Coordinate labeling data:
(begin)

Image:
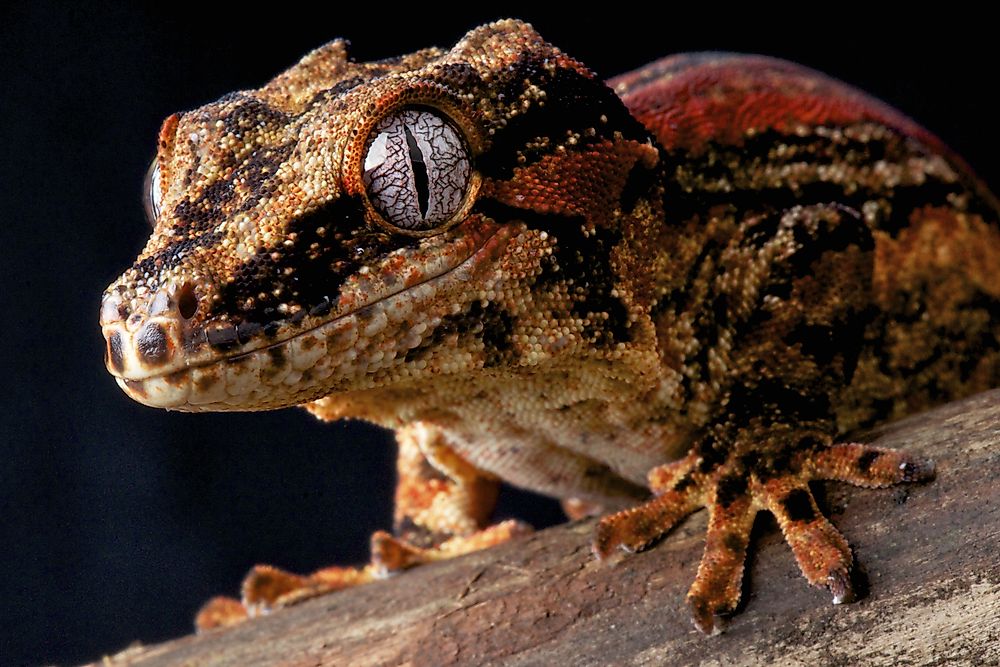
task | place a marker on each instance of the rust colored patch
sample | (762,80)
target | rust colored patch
(115,352)
(153,344)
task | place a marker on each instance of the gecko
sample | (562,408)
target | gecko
(682,288)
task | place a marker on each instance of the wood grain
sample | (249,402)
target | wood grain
(926,555)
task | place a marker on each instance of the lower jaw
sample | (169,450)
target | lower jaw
(357,351)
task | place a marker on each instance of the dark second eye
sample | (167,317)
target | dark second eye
(416,170)
(151,193)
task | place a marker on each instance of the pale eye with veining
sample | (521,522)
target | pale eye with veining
(416,170)
(152,193)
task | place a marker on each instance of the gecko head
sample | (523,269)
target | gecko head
(350,225)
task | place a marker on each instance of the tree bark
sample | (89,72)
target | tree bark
(926,561)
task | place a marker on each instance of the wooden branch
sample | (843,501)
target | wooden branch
(928,555)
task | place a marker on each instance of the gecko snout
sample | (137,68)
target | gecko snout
(142,335)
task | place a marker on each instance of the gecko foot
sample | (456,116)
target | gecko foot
(734,491)
(267,588)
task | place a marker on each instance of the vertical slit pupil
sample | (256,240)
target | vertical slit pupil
(419,172)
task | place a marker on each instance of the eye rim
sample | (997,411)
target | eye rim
(452,114)
(152,189)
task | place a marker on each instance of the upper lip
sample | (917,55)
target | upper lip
(283,341)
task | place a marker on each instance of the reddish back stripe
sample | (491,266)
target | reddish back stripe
(690,100)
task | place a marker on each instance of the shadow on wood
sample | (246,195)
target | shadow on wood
(928,554)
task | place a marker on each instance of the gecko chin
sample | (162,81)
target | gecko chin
(364,342)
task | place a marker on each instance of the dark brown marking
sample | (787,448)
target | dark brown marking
(187,301)
(734,543)
(223,337)
(137,387)
(152,343)
(277,354)
(115,352)
(246,331)
(798,506)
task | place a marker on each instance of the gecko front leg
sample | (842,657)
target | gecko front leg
(442,505)
(789,295)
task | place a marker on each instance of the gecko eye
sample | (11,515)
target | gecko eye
(152,194)
(416,170)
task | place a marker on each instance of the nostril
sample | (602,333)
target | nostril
(111,310)
(187,301)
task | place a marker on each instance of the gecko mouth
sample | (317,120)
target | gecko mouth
(377,320)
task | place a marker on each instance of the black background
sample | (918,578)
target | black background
(117,521)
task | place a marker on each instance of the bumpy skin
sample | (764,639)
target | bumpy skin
(692,281)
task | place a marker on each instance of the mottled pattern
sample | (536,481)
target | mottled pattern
(691,282)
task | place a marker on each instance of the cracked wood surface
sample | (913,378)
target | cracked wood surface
(926,561)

(end)

Brief: Reproduce the rows from the line containing "task | place a marker on each instance of the cracked" through the end of the rows, with the request lines included. Scale every answer coordinate by 0.8 and round to whole numbers, with halves rounded up, and leave the sample coordinates unchanged.

The answer:
task | place a marker on each instance of the cracked wood surface
sample | (913,378)
target | cracked wood surface
(741,449)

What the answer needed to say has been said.